--- EXERCISE OBJECTIVE ---
Can you continue the passage about Moonshot, Cursor, and who captures value in AI, starting right after its final sentence?

The open-source value paradox: Moonshot does the heavy lifting — 14–18× more efficient at improving capabilities. But Cursor generates 4× the revenue. The market values the last mile (product, distribution, UX) over the first mile (model, research, training). This is the same dynamic that made AWS bigger than the Linux Foundation, and it's why open-source AI labs face a structural monetization challenge.
This maps directly to Yann LeCun's cake metaphor: pre-training is the bulk of the cake, supervised fine-tuning is the icing, and RL is the cherry on top. Nathan Lambert (Interconnects) adds context: "Post-training got more popular because there was more low-hanging fruit. A lot of that potential has been realized." The diminishing returns are showing up in Cursor's numbers — $4.5-6.0M per benchmark point vs Moonshot's $330K.
This doesn't mean Moonshot is losing. K2.5's open release triggered an overseas revenue explosion — 20 days of post-K2.5 revenue exceeded all of 2025. Open-sourcing is Moonshot's distribution strategy, not charity. And the value capture gap may narrow: if the base model is where the capability lives, then Moonshot controls the thing that matters. Cursor's RL is the cherry on top — and cherries are replaceable.
The model layer is becoming a commodity. The question is who captures the value that used to sit there.

--- AVAILABLE DATA ---
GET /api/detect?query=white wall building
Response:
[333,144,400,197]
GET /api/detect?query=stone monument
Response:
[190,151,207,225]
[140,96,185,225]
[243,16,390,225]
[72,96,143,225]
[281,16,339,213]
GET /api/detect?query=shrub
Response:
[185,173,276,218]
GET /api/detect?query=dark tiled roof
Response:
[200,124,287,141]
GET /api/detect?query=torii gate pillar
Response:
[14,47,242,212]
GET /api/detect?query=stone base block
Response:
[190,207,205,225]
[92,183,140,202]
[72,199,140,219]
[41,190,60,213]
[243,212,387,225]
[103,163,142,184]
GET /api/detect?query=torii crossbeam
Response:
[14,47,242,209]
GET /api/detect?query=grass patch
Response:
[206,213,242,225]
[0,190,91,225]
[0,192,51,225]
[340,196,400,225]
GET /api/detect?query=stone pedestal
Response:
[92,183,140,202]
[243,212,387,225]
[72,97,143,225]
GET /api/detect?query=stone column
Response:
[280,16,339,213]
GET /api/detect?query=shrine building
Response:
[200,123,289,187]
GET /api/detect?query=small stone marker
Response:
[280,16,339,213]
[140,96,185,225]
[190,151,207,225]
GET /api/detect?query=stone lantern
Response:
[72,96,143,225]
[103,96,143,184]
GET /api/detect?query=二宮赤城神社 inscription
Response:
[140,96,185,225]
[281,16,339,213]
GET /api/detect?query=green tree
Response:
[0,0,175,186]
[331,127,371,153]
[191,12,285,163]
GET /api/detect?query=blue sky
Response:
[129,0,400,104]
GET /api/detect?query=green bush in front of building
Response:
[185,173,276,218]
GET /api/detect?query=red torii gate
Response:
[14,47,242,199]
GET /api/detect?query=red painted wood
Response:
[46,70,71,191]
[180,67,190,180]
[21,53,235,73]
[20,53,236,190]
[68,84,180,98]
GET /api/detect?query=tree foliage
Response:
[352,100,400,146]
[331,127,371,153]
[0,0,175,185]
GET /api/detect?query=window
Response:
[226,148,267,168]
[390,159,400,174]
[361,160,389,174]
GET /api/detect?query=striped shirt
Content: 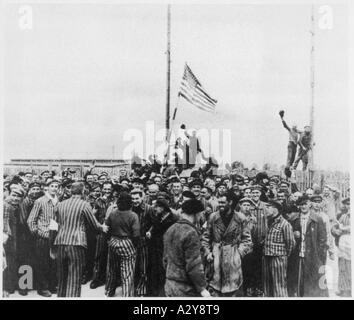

--- EXERCISE RESULT ---
| Who | Implication | Signal |
|---|---|---|
| Cursor / AI-native apps | Margin expansion, reduced vendor lock-in, model optionality | Positive |
| Inference providers (Fireworks, Together) | Growing demand as apps shift from API to hosted open-weight | Positive |
| Anthropic / OpenAI API revenue | Revenue concentration risk if top customers can switch at will | Watch |
| Open-weight labs (Moonshot, DeepSeek) | Ecosystem adoption, but limited direct monetization | Mixed |
The Cursor switch is not an isolated event. It's the first high-profile instance of a pattern that will repeat: AI-native companies evaluating open-weight bases, applying proprietary fine-tuning, and serving through specialized inference providers — cutting out the frontier lab's API entirely.
This framework extends beyond coding. Any company with (a) >$10M/year in API inference spend, (b) a proprietary data moat, and (c) access to ML talent could evaluate the same build-over-buy calculus. Legal AI firms fine-tuning on case law, medical AI companies training on clinical notes, financial AI platforms with proprietary trading data — all face the same question Cursor answered: is the frontier API model worth 2-5x the cost of a fine-tuned open-weight alternative?
The question for Anthropic and OpenAI is not whether their models are better. On most benchmarks, they still are. The question is whether "better" justifies 2-5× the price — and for how much longer.
Most of this story relies on claims from interested parties. Here's what third-party data actually shows.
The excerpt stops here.